> _ENTRIES PROVIDED_
-- Opening Marker --
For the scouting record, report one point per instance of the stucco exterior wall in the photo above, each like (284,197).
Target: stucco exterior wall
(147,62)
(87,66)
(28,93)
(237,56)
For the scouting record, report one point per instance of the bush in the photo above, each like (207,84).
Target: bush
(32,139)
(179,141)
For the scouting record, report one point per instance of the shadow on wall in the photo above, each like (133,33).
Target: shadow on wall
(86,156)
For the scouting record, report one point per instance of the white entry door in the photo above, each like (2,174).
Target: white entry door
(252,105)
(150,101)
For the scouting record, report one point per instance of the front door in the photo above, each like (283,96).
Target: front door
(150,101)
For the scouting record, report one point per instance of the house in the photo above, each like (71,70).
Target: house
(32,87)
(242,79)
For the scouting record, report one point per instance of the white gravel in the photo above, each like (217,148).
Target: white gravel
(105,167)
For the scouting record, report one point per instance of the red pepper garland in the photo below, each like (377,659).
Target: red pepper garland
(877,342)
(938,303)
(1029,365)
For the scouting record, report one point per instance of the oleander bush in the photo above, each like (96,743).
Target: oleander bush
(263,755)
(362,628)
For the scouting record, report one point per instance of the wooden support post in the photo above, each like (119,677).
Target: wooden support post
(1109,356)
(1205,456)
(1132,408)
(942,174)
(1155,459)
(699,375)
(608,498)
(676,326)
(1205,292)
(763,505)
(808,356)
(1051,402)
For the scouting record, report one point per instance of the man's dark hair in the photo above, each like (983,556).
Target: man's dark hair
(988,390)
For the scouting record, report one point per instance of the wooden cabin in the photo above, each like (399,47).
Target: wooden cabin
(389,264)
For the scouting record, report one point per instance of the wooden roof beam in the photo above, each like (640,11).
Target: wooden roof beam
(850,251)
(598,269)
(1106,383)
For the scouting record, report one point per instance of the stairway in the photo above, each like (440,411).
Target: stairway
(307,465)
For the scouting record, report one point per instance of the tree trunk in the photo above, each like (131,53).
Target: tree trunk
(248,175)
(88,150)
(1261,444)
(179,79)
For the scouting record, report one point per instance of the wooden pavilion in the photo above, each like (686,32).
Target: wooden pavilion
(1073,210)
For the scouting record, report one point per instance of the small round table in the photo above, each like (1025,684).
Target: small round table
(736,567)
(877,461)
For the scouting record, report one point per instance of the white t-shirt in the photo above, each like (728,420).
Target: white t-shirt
-- Closing Marker --
In the entries above, find each line with the word "shirt" and return it.

> _ANSWER TO THIS EXERCISE_
For the scouting record, report one point per instance of the white t-shirt in the photo above, each like (728,420).
Target: white t-shirt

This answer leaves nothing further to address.